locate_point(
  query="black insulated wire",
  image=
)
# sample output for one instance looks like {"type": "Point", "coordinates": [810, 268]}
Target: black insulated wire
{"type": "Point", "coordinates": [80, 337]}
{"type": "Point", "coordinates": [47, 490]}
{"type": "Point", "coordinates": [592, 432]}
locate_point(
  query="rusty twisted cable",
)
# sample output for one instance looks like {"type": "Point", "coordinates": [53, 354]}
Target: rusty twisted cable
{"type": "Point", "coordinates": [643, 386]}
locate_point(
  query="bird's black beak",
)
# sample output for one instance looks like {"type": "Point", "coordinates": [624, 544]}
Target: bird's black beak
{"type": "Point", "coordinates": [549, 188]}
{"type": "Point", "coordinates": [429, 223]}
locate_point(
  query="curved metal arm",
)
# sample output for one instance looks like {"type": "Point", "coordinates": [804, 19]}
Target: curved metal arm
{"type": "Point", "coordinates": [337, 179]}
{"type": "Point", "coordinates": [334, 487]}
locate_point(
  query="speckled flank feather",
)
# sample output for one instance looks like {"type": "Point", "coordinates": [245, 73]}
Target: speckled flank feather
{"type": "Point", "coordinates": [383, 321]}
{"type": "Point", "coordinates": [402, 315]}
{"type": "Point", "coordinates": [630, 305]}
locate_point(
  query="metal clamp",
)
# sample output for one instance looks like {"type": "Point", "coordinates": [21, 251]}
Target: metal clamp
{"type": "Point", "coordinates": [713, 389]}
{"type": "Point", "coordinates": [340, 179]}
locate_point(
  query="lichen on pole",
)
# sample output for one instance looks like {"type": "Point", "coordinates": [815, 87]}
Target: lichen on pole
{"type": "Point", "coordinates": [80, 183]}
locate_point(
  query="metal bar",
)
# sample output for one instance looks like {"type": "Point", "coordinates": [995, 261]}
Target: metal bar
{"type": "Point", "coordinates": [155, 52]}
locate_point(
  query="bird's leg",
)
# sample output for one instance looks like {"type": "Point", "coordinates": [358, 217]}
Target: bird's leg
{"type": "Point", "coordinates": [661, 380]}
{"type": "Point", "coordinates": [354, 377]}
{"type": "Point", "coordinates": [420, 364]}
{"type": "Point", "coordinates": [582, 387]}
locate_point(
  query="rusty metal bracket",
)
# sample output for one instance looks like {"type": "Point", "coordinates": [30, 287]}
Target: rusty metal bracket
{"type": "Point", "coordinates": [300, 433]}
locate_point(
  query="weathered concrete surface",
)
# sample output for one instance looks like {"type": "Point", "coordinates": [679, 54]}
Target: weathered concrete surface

**Required action:** Go through the listing above and reproduce all of it exactly.

**Final answer:**
locate_point(
  query="black insulated wire",
  image=
)
# sample output for one instance looks like {"type": "Point", "coordinates": [810, 268]}
Target: black insulated wire
{"type": "Point", "coordinates": [80, 337]}
{"type": "Point", "coordinates": [47, 490]}
{"type": "Point", "coordinates": [592, 432]}
locate_point(
  query="rusty twisted cable",
)
# sample output for one instance looks like {"type": "Point", "coordinates": [53, 354]}
Target: rusty twisted cable
{"type": "Point", "coordinates": [643, 386]}
locate_point(
  query="bird's black beak",
)
# sample output for one instance looks like {"type": "Point", "coordinates": [624, 544]}
Target: bird's black beak
{"type": "Point", "coordinates": [549, 188]}
{"type": "Point", "coordinates": [429, 223]}
locate_point(
  query="curved metal arm",
)
# sample output for one instance looks like {"type": "Point", "coordinates": [804, 19]}
Target: curved metal arm
{"type": "Point", "coordinates": [337, 179]}
{"type": "Point", "coordinates": [334, 487]}
locate_point(
  query="speckled flank feather",
)
# sample output for one instance looks like {"type": "Point", "coordinates": [245, 73]}
Target: speckled flank feather
{"type": "Point", "coordinates": [383, 321]}
{"type": "Point", "coordinates": [402, 315]}
{"type": "Point", "coordinates": [630, 305]}
locate_point(
  query="metal clamp",
)
# sample output for one instance looks like {"type": "Point", "coordinates": [21, 251]}
Target: metal clamp
{"type": "Point", "coordinates": [713, 389]}
{"type": "Point", "coordinates": [340, 179]}
locate_point(
  query="lichen on pole",
)
# sample output for one instance looks like {"type": "Point", "coordinates": [815, 87]}
Target: lichen on pole
{"type": "Point", "coordinates": [80, 183]}
locate_point(
  query="metal bar",
)
# sample output for one instance looks like {"type": "Point", "coordinates": [995, 261]}
Target: metal bar
{"type": "Point", "coordinates": [155, 52]}
locate_point(
  query="bird's leg",
)
# sample output for one instance looks like {"type": "Point", "coordinates": [358, 217]}
Target: bird's leg
{"type": "Point", "coordinates": [661, 380]}
{"type": "Point", "coordinates": [354, 377]}
{"type": "Point", "coordinates": [420, 364]}
{"type": "Point", "coordinates": [582, 387]}
locate_point(
  query="rusty metal bracket",
)
# sample output for one instance looks like {"type": "Point", "coordinates": [30, 287]}
Target: rusty metal bracket
{"type": "Point", "coordinates": [300, 433]}
locate_point(
  query="weathered concrete surface",
)
# sample output for one instance looks like {"type": "Point", "coordinates": [679, 54]}
Target: weathered concrete surface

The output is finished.